##### Brano estratto #####

La cuspide della porta forma una
specie di X: “ E’ il simbolo dello iumis , la coppia di gemelli
che portano fertilità, continuità e armonia, ancora presente nelle case rurali
dei lettoni”.
A Malpis, il 21 giugno come a San Giovanni, si muove un corteo che
diffonde inni sacri. Con tappe davanti alle case per scambiare offerte (
formaggio, pane. Birra, orzo non fermentato e fiori) e auguri di salute e
fecondità, per la famiglia come per il bestiame e i raccolti. Tutti sono
invitati a unirsi al corteo. Ci si ferma sotto una grande quercia,
manifestazione di un dio maschile, per lasciare offerte all’albero e intonare
preghiere. Giunti poi alla collina , viene accesa una pira sacra che durerà
tutta la notte. I fedeli bruciano le corone del solstizio dell’anno prima e
fanno offerte al fuoco.
Altre offerte sono poste su una
piccola zattera e inviate attraverso la corrente di un fiume a Upes mate, una delle madri delle
acque .
“ Si celebra in questo modo il
matrimonio tra fuoco e acqua, fra maschile e femminile “ spiega Poppi. Viene
quindi incendiata una ruota che rappresenta il Sole ed è poi fatta rotolare in
pendenza. Più lontano andrà, maggiore sarà il successo dei prossimi raccolti.
Le donne non sposate eseguono un
altro rito: ognuna lancia una corona di fiori su una quercia, elemento
maschile, sperando che rimanga appesa a un ramo. Per ogni tentativo fallito è
previsto un altro anno di nubilato . “ Siamo di fronte al modello ancora
vivente dei riti agrari che si praticavano gia migliaia di anni fa “ osserva
ancora l’antropologo.

##### Blocco dati #####

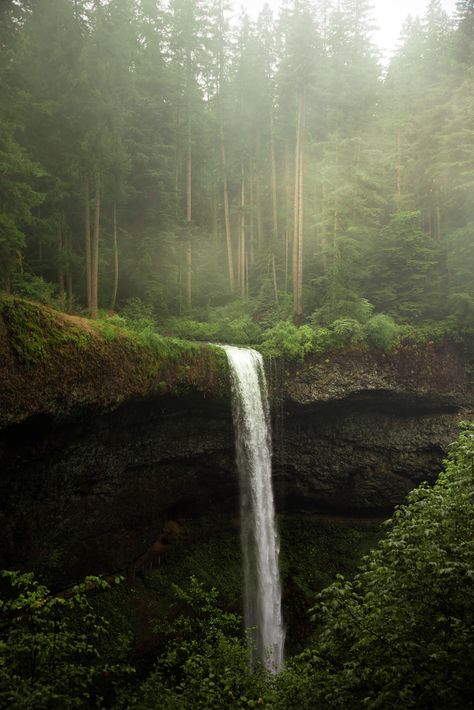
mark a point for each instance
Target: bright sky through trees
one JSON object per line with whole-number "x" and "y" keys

#####

Esercizi da svolgere »
1 - Nel brano sui riti del solstizio a Malpis, che cosa rappresenta la ruota a cui viene dato fuoco?
2 - Scrivi il seguito del brano sui riti del solstizio a Malpis, ripartendo dopo la sua ultima frase.

Soluzioni degli esercizi »
1 - Rappresenta il Sole.

2 -
Nella notte di San Giovanni-Sole
i giovani vengono invitati a cercare il fiore della felce. Che però non esiste.
In realtà è una metafora con cui gli adulti consentono ai ragazzi di appartarsi, per fare l’amore. Non si
contano in questa notte le tende ( rigorosamente per due), sparse nei campi e
fra le betulle.
Al centro di queste feste ci sono
i dainas
,brevi racconti e detti cantati che insegnano comportamenti virtuosi e
parlano di dei. Nel corpus di 500 mila dainas raccolti dagli studiosi, 4 mila si
riferiscono a Dievs, il Dio supremo. Seguendo la loro variazione si può pensare
che il dio fosse all’inizio impersonale, una forza che pervade tutte le cose e
sia poi diventato dio del cielo e della luce.
“ Laima. La dea del fato”
spiega Valdis Celms ( una autorità della religione dievturiba
rifondata nel 1929. Priva di sacerdoti, ha 600 studiosi attivisti)
membro autorevole della religione Dievturiba
“ fa da mediatrice, in una
trinità, fra Dievs e Mara. Quest’ultima è responsabile della costruzione
e dell’equilibrio del mondo materiale. Si manifesta nelle cose, negli eventi
naturali e negli esseri viventi”.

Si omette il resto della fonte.